The entire listing below is to be written out exactly, minus the pictures.

────────────────────

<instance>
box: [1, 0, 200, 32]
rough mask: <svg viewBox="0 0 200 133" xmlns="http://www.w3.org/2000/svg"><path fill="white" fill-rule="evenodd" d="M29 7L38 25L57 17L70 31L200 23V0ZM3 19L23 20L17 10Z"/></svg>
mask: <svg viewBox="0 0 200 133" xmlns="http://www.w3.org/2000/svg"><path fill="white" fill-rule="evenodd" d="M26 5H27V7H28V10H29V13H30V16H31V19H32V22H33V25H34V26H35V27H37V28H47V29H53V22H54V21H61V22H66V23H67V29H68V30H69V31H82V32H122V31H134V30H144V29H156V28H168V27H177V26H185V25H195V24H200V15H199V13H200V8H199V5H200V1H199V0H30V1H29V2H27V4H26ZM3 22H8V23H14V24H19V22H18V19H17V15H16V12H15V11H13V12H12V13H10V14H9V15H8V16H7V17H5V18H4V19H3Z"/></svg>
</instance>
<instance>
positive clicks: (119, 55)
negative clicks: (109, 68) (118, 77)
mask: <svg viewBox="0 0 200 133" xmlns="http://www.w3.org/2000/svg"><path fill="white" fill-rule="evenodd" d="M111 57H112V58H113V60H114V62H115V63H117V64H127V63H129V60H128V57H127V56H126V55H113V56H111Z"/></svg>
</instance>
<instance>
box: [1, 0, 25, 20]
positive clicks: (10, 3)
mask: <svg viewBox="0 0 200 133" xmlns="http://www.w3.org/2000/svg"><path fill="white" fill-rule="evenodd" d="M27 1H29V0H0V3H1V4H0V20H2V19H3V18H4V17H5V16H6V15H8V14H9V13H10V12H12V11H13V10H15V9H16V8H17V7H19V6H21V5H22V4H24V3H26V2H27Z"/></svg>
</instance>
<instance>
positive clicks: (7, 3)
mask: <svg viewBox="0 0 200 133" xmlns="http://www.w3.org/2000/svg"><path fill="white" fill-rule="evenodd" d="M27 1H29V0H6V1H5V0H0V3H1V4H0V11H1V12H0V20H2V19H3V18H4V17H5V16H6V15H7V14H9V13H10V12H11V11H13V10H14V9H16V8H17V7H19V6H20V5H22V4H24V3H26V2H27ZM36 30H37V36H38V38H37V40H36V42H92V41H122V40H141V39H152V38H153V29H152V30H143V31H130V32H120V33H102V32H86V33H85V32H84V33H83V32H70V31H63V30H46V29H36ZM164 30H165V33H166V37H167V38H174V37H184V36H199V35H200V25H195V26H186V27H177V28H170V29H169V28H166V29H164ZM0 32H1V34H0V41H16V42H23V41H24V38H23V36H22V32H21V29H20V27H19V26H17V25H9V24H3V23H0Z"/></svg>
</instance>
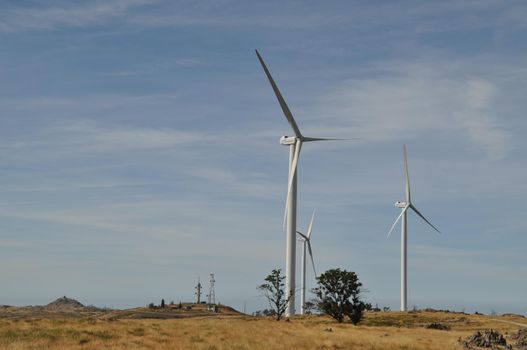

────────────────────

* _Task answer_:
<instance>
box: [1, 0, 200, 32]
rough mask: <svg viewBox="0 0 200 133" xmlns="http://www.w3.org/2000/svg"><path fill="white" fill-rule="evenodd" d="M29 7L38 25L57 17L70 31L200 23V0ZM3 19L23 20L17 10Z"/></svg>
mask: <svg viewBox="0 0 200 133" xmlns="http://www.w3.org/2000/svg"><path fill="white" fill-rule="evenodd" d="M26 5H27V7H28V10H29V13H30V16H31V19H32V22H33V25H34V26H35V27H37V28H47V29H53V22H54V21H61V22H66V23H67V29H68V30H69V31H82V32H122V31H134V30H144V29H156V28H168V27H177V26H185V25H195V24H200V15H199V13H200V8H199V5H200V1H199V0H30V1H29V2H27V4H26ZM3 22H8V23H14V24H19V22H18V19H17V15H16V12H15V11H13V12H12V13H10V14H9V15H8V16H7V17H5V18H4V19H3Z"/></svg>
</instance>
<instance>
positive clicks: (119, 55)
negative clicks: (109, 68) (118, 77)
mask: <svg viewBox="0 0 200 133" xmlns="http://www.w3.org/2000/svg"><path fill="white" fill-rule="evenodd" d="M111 57H112V58H113V60H114V62H115V63H117V64H127V63H129V60H128V57H127V56H126V55H113V56H111Z"/></svg>
</instance>
<instance>
box: [1, 0, 25, 20]
positive clicks: (10, 3)
mask: <svg viewBox="0 0 200 133" xmlns="http://www.w3.org/2000/svg"><path fill="white" fill-rule="evenodd" d="M27 1H29V0H0V3H1V4H0V20H2V19H3V18H4V17H5V16H6V15H8V14H9V13H10V12H12V11H13V10H15V9H16V8H17V7H19V6H21V5H22V4H24V3H26V2H27Z"/></svg>
</instance>
<instance>
positive clicks: (7, 3)
mask: <svg viewBox="0 0 200 133" xmlns="http://www.w3.org/2000/svg"><path fill="white" fill-rule="evenodd" d="M27 1H29V0H6V1H5V0H0V3H1V4H0V11H1V12H0V20H2V19H3V18H4V17H5V16H6V15H7V14H9V13H10V12H11V11H13V10H14V9H16V8H17V7H19V6H20V5H22V4H24V3H26V2H27ZM36 30H37V36H38V38H37V40H36V42H92V41H122V40H141V39H152V38H153V29H152V30H143V31H130V32H120V33H102V32H86V33H85V32H84V33H83V32H70V31H63V30H46V29H36ZM164 30H165V33H166V37H167V38H174V37H184V36H199V35H200V25H195V26H186V27H177V28H170V29H169V28H166V29H164ZM0 32H1V34H0V41H16V42H23V41H24V38H23V36H22V32H21V29H20V27H19V26H17V25H9V24H3V23H0Z"/></svg>
</instance>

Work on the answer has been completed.